__MATERIAL SUPPLIED__:
.....

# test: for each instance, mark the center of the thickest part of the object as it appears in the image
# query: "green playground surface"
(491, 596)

.....

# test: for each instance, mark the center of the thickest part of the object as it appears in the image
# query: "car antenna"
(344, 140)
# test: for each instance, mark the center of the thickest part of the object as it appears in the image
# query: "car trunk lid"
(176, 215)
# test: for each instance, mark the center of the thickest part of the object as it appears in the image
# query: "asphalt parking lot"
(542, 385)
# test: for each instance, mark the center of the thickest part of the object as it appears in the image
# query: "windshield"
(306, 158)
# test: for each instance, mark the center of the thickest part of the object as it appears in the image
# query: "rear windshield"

.....

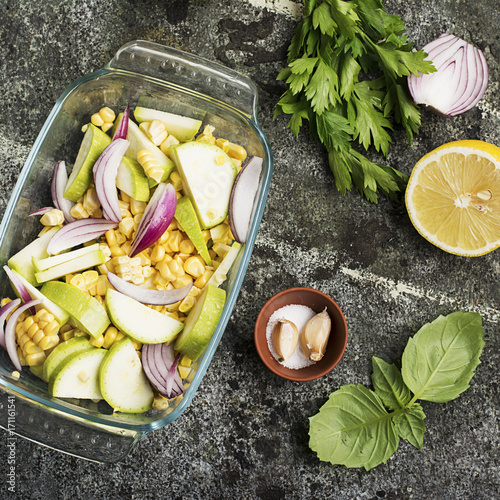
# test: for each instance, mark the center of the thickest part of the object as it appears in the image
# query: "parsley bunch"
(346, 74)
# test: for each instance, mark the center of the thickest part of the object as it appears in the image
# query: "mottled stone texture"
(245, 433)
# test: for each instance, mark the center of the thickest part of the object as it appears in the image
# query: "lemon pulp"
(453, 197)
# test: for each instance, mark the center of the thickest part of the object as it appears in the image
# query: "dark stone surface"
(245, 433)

.....

__PROBLEM DETAILS__: Locate each line in the data above that contains the string "surface" and copy it out, treating uppercase and lowercase letters as distinct.

__RIGHT ANSWER__:
# query: "green playground surface"
# query: "dark stone surface"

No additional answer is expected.